● **WORK REQUEST**:
From the first line to the last, please write out the data exactly.

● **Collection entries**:
"""

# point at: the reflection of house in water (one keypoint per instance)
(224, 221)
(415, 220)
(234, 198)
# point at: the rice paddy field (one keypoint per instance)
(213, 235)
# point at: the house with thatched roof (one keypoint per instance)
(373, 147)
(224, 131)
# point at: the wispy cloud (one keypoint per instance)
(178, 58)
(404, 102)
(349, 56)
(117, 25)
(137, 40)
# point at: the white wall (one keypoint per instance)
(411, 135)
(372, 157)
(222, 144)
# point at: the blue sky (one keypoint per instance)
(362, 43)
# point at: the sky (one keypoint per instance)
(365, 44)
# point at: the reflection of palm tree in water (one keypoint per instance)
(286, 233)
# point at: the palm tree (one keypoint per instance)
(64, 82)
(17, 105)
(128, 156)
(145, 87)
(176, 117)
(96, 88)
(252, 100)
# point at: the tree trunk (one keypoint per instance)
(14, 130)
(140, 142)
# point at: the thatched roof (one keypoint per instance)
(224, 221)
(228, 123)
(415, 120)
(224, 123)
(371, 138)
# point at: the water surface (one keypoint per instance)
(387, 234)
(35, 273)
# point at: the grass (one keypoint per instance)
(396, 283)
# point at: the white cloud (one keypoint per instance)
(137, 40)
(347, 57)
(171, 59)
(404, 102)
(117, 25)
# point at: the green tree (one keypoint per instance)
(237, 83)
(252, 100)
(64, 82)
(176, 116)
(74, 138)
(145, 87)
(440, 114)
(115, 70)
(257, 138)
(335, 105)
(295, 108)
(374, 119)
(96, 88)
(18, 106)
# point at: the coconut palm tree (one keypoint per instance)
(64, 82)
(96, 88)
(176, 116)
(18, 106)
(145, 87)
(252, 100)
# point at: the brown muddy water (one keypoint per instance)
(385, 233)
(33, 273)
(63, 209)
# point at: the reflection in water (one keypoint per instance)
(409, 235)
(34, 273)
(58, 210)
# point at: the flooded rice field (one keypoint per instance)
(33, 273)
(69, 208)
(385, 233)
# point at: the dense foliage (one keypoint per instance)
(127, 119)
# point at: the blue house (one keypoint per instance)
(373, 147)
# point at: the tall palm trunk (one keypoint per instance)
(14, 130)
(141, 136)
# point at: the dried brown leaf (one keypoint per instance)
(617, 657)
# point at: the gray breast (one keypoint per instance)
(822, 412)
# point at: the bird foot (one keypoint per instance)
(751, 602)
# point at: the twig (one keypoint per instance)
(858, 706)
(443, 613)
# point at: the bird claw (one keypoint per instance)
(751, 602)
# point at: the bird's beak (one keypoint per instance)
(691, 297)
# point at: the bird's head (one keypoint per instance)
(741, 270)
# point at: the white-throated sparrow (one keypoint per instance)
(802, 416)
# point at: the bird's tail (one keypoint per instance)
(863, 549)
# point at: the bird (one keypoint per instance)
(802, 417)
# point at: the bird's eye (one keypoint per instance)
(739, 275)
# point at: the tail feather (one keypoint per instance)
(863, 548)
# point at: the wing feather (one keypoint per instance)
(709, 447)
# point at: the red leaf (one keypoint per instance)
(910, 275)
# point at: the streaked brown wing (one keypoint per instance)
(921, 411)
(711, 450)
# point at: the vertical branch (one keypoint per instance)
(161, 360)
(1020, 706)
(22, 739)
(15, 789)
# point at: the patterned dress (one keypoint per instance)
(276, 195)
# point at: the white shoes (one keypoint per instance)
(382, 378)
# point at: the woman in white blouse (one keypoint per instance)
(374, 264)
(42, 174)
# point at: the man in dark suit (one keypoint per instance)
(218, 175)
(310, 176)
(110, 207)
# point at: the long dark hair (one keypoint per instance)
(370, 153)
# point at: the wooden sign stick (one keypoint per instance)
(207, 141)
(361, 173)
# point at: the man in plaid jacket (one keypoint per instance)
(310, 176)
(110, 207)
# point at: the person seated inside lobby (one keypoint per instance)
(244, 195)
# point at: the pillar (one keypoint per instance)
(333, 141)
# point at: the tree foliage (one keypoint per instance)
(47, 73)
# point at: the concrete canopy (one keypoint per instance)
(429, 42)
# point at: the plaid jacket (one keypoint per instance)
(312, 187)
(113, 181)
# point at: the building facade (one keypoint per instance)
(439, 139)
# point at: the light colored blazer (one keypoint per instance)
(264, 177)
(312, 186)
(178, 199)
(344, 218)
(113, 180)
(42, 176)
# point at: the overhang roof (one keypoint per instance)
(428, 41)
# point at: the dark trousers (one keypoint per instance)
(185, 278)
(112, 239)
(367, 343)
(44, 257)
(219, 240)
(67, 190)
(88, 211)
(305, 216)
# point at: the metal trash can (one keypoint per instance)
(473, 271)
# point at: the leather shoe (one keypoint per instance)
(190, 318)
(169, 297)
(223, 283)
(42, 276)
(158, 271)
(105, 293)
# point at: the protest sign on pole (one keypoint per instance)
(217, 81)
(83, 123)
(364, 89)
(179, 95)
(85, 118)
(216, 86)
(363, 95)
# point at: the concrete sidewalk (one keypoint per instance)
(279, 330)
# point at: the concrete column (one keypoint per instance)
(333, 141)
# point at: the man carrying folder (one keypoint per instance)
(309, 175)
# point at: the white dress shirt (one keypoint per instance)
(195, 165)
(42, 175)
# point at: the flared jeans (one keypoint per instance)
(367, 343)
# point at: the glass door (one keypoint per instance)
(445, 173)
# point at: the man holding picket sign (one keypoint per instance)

"""

● **EXERCISE ANSWER**:
# point at: the reflection of house in water (one keypoint per instance)
(224, 221)
(415, 220)
(234, 198)
# point at: the rice paddy field (one keypoint per instance)
(213, 235)
# point at: the house with thatched roof (one keypoint per instance)
(373, 147)
(224, 131)
# point at: the wispy cloud (one keypoint per instance)
(178, 58)
(404, 102)
(349, 56)
(117, 25)
(137, 40)
# point at: the white wall (one keypoint per instance)
(411, 135)
(372, 157)
(222, 144)
# point at: the blue sky (one keypoint per instance)
(362, 43)
# point at: the sky (one keypoint per instance)
(365, 44)
# point at: the reflection of palm tree in water (one keypoint per instance)
(286, 233)
# point at: the palm tree (one keypoint per instance)
(64, 82)
(17, 105)
(128, 156)
(145, 87)
(176, 117)
(96, 88)
(252, 100)
# point at: the tree trunk (one keypoint per instance)
(14, 130)
(140, 142)
# point at: the thatched roof (one keypoint per instance)
(224, 221)
(228, 123)
(415, 120)
(224, 123)
(371, 138)
# point at: the water surface (one keypoint per instance)
(387, 234)
(35, 273)
# point at: the grass (one keypoint per instance)
(396, 283)
# point at: the white cloud (one keypoint per instance)
(137, 40)
(347, 57)
(171, 59)
(404, 102)
(117, 25)
# point at: the green tree (one keypoint per instance)
(237, 83)
(252, 100)
(64, 82)
(176, 116)
(74, 138)
(145, 87)
(440, 114)
(115, 70)
(257, 138)
(335, 105)
(295, 108)
(374, 119)
(96, 88)
(18, 106)
# point at: the coconut palm tree (one keypoint per instance)
(64, 82)
(96, 88)
(176, 116)
(18, 106)
(145, 87)
(252, 100)
# point at: the brown muddy water (one keypoint per instance)
(385, 233)
(33, 273)
(63, 209)
# point at: the reflection in water (one keypoint per instance)
(409, 235)
(34, 273)
(58, 210)
# point at: the flooded rice field (one keypoint per instance)
(33, 273)
(69, 208)
(385, 233)
# point at: the dense foliage (one keypoint per instance)
(127, 119)
# point at: the blue house (one keypoint per instance)
(373, 147)
# point at: the tall palm trunk (one keypoint per instance)
(14, 130)
(141, 136)
# point at: the dried brown leaf (one keypoint per instance)
(617, 657)
# point at: the gray breast (one keypoint per instance)
(822, 412)
# point at: the bird foot (one keypoint per instance)
(751, 602)
# point at: the twig (one keypoint per instance)
(858, 706)
(443, 613)
# point at: the bird claw (one keypoint per instance)
(751, 602)
# point at: the bird's beak (one keypoint per instance)
(691, 297)
# point at: the bird's head (one keypoint per instance)
(741, 270)
# point at: the white-throated sparrow (one keypoint per instance)
(802, 416)
# point at: the bird's tail (one keypoint per instance)
(863, 549)
# point at: the bird (one keypoint per instance)
(802, 417)
# point at: the bird's eye (one keypoint per instance)
(739, 275)
# point at: the tail feather (one keypoint per instance)
(863, 548)
# point at: the wing feather (one keypoint per instance)
(709, 447)
# point at: the red leaf (one keypoint per instance)
(910, 275)
# point at: the streaked brown wing (one keypoint per instance)
(921, 411)
(711, 450)
# point at: the vertical branch (one keypoint per instance)
(161, 360)
(1020, 706)
(22, 739)
(15, 789)
# point at: the patterned dress (one keypoint per instance)
(276, 195)
# point at: the white shoes (one keypoint per instance)
(382, 378)
# point at: the woman in white blouse (one keypoint per instance)
(374, 264)
(42, 174)
# point at: the man in dark suit (one keypoint per instance)
(218, 175)
(310, 176)
(110, 207)
# point at: the long dark hair (one keypoint per instance)
(370, 153)
# point at: the wooden sign stick (one keypoint per instance)
(207, 141)
(361, 173)
# point at: the man in plaid jacket (one keypoint per instance)
(310, 176)
(110, 207)
# point at: the person seated inside lobby (one keypoint per instance)
(244, 195)
# point at: the pillar (one keypoint per instance)
(333, 141)
# point at: the tree foliage (one keypoint per instance)
(47, 73)
# point at: the concrete canopy (one keypoint per instance)
(429, 42)
# point at: the plaid jacket (one keypoint per instance)
(312, 187)
(113, 181)
# point at: the building facade (one keypoint per instance)
(439, 139)
# point at: the light colored blazer (one keypoint per instance)
(264, 177)
(312, 186)
(178, 199)
(344, 218)
(113, 180)
(42, 176)
# point at: the overhang roof (one keypoint per instance)
(428, 41)
# point at: the dark trousers (one keypoint per instance)
(185, 278)
(112, 239)
(367, 343)
(44, 257)
(219, 240)
(67, 190)
(88, 211)
(305, 216)
# point at: the metal trash can (one keypoint per instance)
(473, 271)
# point at: the leather shoe (one keypoint per instance)
(190, 318)
(169, 297)
(223, 283)
(42, 276)
(158, 271)
(105, 293)
# point at: the protest sign on pole (one keypoint per instance)
(217, 81)
(83, 123)
(364, 89)
(179, 95)
(85, 118)
(216, 86)
(363, 95)
# point at: the concrete sidewalk (one keypoint per instance)
(279, 330)
# point at: the concrete column (one keypoint per instance)
(333, 141)
# point at: the man carrying folder (one keypoint per instance)
(309, 175)
# point at: the white dress shirt (one keypoint per instance)
(195, 165)
(42, 175)
# point at: the flared jeans (one keypoint per instance)
(367, 343)
# point at: the glass door (one keypoint per instance)
(445, 173)
# point at: the man holding picket sign (one keypoint per instance)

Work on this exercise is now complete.